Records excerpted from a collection
____________________

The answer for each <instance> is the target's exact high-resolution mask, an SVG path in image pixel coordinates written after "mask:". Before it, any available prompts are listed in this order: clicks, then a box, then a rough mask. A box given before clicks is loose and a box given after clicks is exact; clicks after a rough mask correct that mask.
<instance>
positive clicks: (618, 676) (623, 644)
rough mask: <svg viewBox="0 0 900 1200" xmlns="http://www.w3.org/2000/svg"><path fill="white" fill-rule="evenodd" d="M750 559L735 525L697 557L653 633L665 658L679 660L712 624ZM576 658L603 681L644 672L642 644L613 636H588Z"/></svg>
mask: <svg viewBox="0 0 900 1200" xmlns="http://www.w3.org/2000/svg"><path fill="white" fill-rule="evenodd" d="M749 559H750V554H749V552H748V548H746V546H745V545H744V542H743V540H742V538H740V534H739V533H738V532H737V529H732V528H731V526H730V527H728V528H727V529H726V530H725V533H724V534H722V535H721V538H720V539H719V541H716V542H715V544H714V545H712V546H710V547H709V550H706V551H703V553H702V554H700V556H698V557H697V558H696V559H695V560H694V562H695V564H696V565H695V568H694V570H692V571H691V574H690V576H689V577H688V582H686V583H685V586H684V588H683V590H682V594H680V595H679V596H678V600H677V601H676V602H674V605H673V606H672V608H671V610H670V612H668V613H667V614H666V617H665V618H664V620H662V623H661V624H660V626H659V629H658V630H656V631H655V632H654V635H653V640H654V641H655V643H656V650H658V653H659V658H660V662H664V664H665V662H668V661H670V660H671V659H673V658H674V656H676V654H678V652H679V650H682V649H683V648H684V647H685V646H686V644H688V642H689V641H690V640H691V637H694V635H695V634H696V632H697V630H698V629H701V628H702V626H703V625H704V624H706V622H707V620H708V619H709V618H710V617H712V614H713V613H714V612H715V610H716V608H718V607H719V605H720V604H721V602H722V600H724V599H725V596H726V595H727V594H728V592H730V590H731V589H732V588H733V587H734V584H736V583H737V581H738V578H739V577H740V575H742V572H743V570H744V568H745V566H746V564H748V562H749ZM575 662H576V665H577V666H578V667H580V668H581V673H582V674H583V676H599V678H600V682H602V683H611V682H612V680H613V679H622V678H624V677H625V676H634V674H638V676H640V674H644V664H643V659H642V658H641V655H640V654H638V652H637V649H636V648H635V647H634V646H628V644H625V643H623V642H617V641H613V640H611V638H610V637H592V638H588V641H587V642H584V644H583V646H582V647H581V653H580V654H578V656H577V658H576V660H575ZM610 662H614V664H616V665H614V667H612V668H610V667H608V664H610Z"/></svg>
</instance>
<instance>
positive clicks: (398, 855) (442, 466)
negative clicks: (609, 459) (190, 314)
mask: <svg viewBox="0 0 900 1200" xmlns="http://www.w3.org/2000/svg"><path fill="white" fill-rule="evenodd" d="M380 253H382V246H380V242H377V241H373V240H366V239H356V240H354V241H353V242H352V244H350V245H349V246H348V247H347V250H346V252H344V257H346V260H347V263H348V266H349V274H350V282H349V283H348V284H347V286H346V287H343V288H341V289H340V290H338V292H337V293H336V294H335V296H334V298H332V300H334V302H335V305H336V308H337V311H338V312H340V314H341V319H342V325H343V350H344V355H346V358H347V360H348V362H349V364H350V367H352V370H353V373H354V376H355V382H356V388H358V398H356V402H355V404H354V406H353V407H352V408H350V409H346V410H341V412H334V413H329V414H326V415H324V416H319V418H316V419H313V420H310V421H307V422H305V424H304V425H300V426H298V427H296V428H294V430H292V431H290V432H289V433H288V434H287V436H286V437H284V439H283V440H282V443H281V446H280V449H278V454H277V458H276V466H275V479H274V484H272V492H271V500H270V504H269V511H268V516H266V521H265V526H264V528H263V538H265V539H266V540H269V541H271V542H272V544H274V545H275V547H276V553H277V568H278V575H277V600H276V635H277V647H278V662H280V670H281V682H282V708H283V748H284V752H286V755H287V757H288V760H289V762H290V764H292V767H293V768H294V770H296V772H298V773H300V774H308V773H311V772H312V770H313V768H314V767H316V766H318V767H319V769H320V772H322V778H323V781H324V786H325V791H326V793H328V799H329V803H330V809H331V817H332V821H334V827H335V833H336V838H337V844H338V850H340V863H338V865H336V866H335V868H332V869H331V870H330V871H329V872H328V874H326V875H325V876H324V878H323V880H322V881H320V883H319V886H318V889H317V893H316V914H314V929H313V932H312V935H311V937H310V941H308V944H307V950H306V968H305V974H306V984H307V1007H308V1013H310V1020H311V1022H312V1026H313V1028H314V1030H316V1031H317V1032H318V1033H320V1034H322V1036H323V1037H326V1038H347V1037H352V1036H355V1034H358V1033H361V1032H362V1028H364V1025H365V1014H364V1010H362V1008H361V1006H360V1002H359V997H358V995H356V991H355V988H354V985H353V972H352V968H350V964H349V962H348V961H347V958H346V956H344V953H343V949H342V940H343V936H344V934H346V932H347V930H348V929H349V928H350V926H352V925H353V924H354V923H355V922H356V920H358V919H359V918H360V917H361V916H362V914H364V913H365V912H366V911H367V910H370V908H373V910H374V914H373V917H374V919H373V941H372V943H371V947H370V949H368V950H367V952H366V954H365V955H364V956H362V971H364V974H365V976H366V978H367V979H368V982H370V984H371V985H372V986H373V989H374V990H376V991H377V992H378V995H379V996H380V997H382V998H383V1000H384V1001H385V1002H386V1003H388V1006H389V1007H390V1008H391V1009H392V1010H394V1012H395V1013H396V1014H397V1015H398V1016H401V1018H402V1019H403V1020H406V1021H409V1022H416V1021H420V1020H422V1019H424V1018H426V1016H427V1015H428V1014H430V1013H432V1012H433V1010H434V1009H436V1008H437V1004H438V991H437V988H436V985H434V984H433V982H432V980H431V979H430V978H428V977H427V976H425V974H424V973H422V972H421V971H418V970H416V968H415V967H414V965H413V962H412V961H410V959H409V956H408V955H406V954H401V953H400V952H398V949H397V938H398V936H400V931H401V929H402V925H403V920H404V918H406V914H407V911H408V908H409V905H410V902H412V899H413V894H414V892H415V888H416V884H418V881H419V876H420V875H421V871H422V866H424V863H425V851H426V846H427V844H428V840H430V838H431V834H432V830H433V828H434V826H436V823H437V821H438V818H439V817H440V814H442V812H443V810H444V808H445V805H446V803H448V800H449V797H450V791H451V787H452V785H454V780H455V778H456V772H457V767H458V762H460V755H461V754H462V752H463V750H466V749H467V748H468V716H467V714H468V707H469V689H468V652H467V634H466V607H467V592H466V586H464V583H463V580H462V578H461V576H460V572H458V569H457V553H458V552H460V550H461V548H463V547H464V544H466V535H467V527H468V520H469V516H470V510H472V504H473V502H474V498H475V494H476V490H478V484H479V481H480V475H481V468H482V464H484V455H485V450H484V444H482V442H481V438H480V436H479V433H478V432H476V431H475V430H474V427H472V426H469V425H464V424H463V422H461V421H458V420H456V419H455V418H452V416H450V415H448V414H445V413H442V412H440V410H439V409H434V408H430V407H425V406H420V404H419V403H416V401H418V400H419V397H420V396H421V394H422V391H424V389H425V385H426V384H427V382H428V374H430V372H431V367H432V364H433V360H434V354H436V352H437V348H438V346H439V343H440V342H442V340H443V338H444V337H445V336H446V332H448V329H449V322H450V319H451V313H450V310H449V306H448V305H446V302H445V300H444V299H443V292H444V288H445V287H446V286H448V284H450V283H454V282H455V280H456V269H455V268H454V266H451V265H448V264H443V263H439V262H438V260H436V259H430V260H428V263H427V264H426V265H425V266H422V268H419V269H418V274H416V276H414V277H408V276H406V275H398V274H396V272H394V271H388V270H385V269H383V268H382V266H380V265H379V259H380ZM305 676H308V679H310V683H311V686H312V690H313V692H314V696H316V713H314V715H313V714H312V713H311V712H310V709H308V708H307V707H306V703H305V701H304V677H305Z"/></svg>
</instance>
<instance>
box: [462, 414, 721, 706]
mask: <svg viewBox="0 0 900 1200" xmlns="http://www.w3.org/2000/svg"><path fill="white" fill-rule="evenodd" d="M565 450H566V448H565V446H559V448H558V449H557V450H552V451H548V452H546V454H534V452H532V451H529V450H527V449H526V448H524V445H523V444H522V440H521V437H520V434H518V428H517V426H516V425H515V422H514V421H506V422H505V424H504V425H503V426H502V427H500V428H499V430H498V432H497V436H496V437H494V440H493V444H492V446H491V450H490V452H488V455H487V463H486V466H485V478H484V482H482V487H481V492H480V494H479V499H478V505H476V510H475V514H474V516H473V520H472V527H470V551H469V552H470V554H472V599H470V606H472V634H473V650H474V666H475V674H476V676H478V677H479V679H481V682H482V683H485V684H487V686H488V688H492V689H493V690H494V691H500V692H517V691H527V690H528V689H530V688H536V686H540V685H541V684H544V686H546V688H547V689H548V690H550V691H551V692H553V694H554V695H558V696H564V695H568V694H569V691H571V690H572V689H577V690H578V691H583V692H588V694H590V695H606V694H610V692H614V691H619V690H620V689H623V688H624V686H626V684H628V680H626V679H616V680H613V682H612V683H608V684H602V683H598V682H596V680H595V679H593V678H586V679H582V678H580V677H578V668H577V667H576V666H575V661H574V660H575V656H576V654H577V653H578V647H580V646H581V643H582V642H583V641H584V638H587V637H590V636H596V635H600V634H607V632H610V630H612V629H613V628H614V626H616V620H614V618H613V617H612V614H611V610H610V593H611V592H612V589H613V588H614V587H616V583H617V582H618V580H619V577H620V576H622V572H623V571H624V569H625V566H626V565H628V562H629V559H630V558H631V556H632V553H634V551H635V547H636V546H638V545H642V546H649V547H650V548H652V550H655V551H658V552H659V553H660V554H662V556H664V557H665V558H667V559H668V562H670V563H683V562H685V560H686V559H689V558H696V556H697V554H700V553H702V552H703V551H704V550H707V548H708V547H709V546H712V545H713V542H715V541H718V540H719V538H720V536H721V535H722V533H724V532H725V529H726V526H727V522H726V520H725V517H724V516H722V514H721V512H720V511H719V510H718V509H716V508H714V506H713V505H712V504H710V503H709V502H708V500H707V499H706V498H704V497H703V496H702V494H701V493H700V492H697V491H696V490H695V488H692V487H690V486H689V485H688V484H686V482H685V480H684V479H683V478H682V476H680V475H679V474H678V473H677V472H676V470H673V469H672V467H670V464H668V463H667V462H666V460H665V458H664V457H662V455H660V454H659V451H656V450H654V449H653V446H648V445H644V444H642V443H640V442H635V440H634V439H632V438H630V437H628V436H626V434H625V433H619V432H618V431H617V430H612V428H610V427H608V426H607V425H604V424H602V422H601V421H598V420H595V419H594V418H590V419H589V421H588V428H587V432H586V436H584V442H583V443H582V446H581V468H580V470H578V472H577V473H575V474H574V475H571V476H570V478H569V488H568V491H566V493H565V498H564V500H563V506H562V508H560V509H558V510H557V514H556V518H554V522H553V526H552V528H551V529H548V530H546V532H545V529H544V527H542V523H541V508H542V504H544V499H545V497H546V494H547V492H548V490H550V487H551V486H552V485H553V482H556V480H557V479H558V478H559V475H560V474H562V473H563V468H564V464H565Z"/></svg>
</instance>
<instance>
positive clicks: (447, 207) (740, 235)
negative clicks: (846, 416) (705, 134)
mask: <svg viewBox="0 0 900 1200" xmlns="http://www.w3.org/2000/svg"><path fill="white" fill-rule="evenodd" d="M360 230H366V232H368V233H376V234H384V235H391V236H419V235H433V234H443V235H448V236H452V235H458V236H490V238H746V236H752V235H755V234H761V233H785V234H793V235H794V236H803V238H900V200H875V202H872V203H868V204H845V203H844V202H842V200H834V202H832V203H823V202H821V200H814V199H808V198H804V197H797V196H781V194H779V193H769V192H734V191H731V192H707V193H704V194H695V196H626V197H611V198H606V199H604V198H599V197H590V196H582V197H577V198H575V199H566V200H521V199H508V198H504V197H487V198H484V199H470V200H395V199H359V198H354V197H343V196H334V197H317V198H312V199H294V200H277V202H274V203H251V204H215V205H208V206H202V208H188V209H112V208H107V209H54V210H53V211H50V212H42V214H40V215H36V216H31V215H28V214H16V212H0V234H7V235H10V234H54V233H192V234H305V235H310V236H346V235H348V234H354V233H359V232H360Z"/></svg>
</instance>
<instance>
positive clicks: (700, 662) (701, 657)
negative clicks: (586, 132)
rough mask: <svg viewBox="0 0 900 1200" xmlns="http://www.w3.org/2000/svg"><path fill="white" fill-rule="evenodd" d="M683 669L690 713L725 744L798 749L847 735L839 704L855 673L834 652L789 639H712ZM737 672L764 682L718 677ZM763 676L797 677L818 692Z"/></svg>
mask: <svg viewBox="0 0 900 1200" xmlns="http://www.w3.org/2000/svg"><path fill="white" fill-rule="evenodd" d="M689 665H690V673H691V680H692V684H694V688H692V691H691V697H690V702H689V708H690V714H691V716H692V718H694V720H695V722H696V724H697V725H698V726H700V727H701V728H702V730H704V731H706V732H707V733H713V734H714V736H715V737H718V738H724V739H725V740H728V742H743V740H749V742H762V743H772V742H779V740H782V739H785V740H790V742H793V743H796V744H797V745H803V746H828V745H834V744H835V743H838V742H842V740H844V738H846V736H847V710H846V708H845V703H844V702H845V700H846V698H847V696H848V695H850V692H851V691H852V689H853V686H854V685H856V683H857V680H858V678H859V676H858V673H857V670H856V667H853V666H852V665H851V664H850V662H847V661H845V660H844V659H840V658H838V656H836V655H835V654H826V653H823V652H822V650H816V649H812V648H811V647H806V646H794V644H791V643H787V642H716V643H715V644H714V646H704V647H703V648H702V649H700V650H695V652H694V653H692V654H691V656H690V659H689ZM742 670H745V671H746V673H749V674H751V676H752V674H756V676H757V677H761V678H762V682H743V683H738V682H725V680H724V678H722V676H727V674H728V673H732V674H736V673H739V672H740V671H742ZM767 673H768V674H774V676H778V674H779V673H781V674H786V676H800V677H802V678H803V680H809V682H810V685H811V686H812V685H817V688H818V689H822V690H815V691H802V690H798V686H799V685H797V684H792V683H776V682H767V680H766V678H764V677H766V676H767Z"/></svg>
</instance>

____________________

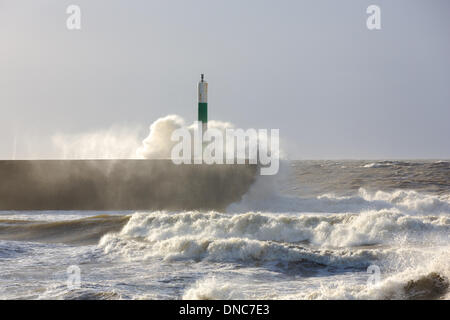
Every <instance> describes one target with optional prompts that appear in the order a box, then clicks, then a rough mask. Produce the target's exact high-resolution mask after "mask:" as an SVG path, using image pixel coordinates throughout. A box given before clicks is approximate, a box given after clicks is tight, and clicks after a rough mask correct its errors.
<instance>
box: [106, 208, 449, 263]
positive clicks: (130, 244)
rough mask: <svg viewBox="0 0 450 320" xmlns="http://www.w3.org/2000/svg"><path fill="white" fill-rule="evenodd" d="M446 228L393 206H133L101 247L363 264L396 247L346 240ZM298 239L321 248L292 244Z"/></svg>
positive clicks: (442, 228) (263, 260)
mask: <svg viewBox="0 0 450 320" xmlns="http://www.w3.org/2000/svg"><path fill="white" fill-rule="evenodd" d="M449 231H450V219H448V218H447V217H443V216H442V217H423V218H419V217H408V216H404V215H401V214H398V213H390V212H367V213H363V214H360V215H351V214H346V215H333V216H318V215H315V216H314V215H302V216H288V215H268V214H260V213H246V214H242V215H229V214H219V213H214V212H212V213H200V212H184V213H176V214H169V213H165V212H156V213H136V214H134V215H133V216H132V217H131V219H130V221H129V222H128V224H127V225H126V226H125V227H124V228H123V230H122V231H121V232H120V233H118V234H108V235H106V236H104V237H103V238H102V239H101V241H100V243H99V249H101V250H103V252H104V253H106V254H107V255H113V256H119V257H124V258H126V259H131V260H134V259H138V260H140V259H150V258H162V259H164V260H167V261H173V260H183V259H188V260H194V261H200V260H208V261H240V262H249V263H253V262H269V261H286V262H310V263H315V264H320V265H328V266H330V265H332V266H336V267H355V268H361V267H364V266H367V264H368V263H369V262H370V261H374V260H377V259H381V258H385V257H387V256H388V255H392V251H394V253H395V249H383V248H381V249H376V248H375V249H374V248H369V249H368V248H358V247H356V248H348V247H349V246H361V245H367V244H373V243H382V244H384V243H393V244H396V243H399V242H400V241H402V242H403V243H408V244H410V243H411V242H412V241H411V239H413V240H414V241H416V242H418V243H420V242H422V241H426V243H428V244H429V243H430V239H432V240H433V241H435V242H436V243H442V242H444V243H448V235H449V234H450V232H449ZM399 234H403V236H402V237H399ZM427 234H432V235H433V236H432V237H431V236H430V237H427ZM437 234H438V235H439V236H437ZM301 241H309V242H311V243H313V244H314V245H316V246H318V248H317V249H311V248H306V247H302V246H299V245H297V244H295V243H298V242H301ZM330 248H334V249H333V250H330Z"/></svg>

____________________

#### What is required
Count how many lines in the records contain the string "high". Reply with the number alone.

#### Answer for this exercise
2